### GIVEN INSTRUCTION
Can you pull out, word for word, every line from the one containing "beak in this photo." through the one containing "head in this photo.", both ends included?

### SUPPLIED MATERIAL
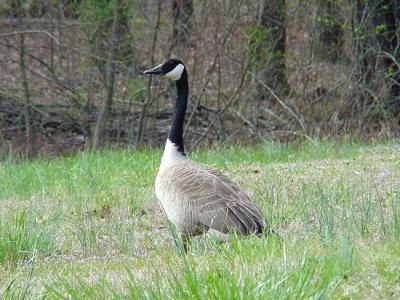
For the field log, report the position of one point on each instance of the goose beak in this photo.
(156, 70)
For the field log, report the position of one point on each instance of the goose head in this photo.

---

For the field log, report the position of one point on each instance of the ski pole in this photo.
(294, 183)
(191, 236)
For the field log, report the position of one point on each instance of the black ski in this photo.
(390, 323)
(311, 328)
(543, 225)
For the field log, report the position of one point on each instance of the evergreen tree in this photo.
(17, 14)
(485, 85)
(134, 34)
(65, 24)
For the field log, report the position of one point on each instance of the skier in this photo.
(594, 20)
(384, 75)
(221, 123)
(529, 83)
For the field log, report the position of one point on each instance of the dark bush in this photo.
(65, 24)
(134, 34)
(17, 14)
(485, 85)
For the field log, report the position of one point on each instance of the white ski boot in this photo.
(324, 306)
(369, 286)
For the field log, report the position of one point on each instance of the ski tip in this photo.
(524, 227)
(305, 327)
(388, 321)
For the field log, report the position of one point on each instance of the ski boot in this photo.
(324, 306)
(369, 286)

### SOLUTION TO THIS EXERCISE
For the field log, report the position of one point on each instance of the goose beak in this photo.
(156, 70)
For the field log, report the position of one point on each instance of the goose head in this photo.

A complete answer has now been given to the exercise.